> [TEXTE FOURNI]:

Hosni Zaouali : de mésaventures en métavers

Hosni Zaouali s'appuie sur la matière grise de la Silicon Valley pour révolutionner les codes de l'enseignement. Grâce à son métavers pour l'éducation, son entreprise, Adaptika, est en pleine montée en puissance depuis l'arrivée de la pandémie... Retour sur le parcours de ce « self-made man » né en Tunisie au début des années 1980.
(Crédits : Adaptika)

Un physique d'acteur et une décontraction à l'américaine ne laissent transparaître aucun stigmate d'une enfance à la Dickens. Pourtant, Hosni Zaouali revient de loin... En 1980, l'entrepreneur voit le jour à Moknine, un petit village de pêcheurs et de potiers, situé non loin de Monastir en Tunisie. Rêvant d'un avenir meilleur, la mère au foyer et le père qui boucle des fins de mois difficiles avec des contrats « à la petite semaine » décident de s'embarquer pour la France avec leurs enfants, alors qu'Hosni n'a qu'un an. Il est le second d'une fratrie de six frères et sœurs. Les Zaouali s'installent dans le quartier défavorisé du Stade à Chalon-sur-Saône. « La violence faisait partie du quotidien et je me battais tous les jours », se souvient Hosni. A la maison, la situation n'est pas meilleure et l'enfant grandit dans un environnement familial dysfonctionnel. On ne parle pas le français chez les Zaouali et l'école n'est pas une sinécure.

A l'adolescence, les violences de rue tournent mal et Hosni expédie un enfant du quartier à l'hôpital. Déféré devant la justice, « pendant plus d'un an, je partais au tribunal avec ma mère qui ne comprenait pas vraiment ce qu'il se passait », se souvient-il. C'est un tournant décisif. Il est envoyé en école sport-étude (natation et athlétisme) où il apprend la discipline. Il finira par obtenir un baccalauréat scientifique (série S) à l'âge de 17 ans. Ses professeurs nourrissent de grands espoirs pour le jeune homme et le poussent vers des études de médecine. « C'était un peu trop ambitieux, car cela demandait une rigueur que je n'avais pas », reconnait-il rétrospectivement.

> [DONNÉES FOURNIES]:

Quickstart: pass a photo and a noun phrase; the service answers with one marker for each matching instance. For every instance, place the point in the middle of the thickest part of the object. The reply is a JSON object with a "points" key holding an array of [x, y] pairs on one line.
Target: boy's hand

> [TRAVAIL DEMANDÉ]:
Recopiez sans modification, dans le portrait d'Hosni Zaouali, le passage qui s'ouvre sur les mots contenant « Hosni Zaouali s'appuie » et se ferme sur « des années 1980. ».

> [RÉSULTAT]:
Hosni Zaouali s'appuie sur la matière grise de la Silicon Valley pour révolutionner les codes de l'enseignement. Grâce à son métavers pour l'éducation, son entreprise, Adaptika, est en pleine montée en puissance depuis l'arrivée de la pandémie... Retour sur le parcours de ce « self-made man » né en Tunisie au début des années 1980.